On-chain finance, danger! Run away!
Author: Odaily Planet Daily Azuma
DeFi is once again at the forefront of attention.
As one of the most vibrant narrative directions in the industry over the past few years, DeFi carries the hopes for the continued evolution and expansion of the cryptocurrency industry. I, who firmly believe in its vision, am accustomed to deploying over 70% of my stablecoin positions into various on-chain yield strategies, and I am willing to bear a certain level of risk for this.
However, with the recent fermentation of multiple security incidents, the interconnected impacts of some historical events and the inherent problems that were originally hidden beneath the surface are gradually being exposed, creating a dangerous atmosphere throughout the DeFi market. Therefore, I, as the author of Odaily, chose to consolidate the majority of my on-chain funds last week.
What exactly happened?
Upper Chapter: Opaque High-Yield Stablecoins
Last week, several noteworthy security incidents occurred in DeFi. If the theft of Balancer was an unexpected isolated case, then the consecutive de-pegging of two so-called yield-bearing stablecoin protocols, Stream Finance (xUSD) and Stable Labs (USDX), exposed some fundamental issues.
The commonality between xUSD and USDX is that both are packaged as synthetic stablecoins similar to Ethena (USDe), primarily utilizing delta-neutral hedging arbitrage strategies to maintain their peg and generate yield. Such yield-bearing stablecoins have flourished in this cycle, as their business models are not particularly complex, and with the prior success of USDe, various stablecoins have emerged, even experimenting with all combinations of the 26 letters of the English alphabet and the word USD.
However, the reserve and strategy conditions of many stablecoins, including xUSD and USDX, are not transparent enough, yet under the stimulation of sufficiently high yields, these stablecoins still attracted a significant influx of funds.

**WHAT YOU ARE ASKED TO DO:** Return the passage of the DeFi article from "What exactly happened?" up to and including "some fundamental issues.", copied word for word.

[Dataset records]
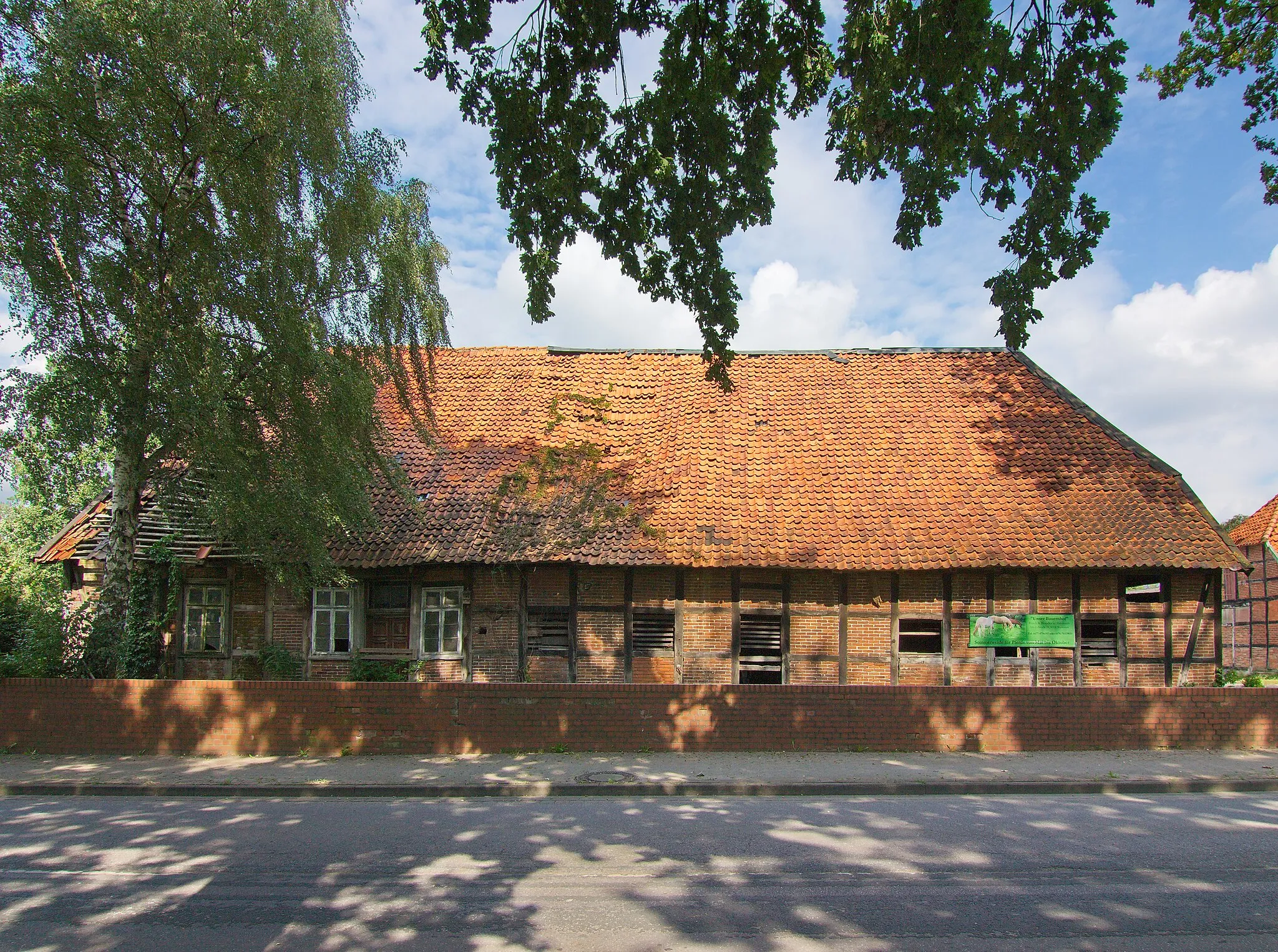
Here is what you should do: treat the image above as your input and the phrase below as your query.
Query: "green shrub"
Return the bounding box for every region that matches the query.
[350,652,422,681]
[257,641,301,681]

--

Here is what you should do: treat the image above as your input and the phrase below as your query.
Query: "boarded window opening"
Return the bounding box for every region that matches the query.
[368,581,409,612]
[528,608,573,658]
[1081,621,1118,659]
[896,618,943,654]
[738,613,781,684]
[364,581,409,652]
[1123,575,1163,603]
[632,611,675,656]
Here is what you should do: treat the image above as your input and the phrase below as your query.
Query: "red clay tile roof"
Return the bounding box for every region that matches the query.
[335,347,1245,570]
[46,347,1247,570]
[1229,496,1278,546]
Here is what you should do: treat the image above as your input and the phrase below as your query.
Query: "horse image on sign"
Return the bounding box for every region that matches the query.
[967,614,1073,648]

**THE OUTPUT:**
What exactly happened?
Upper Chapter: Opaque High-Yield Stablecoins
Last week, several noteworthy security incidents occurred in DeFi. If the theft of Balancer was an unexpected isolated case, then the consecutive de-pegging of two so-called yield-bearing stablecoin protocols, Stream Finance (xUSD) and Stable Labs (USDX), exposed some fundamental issues.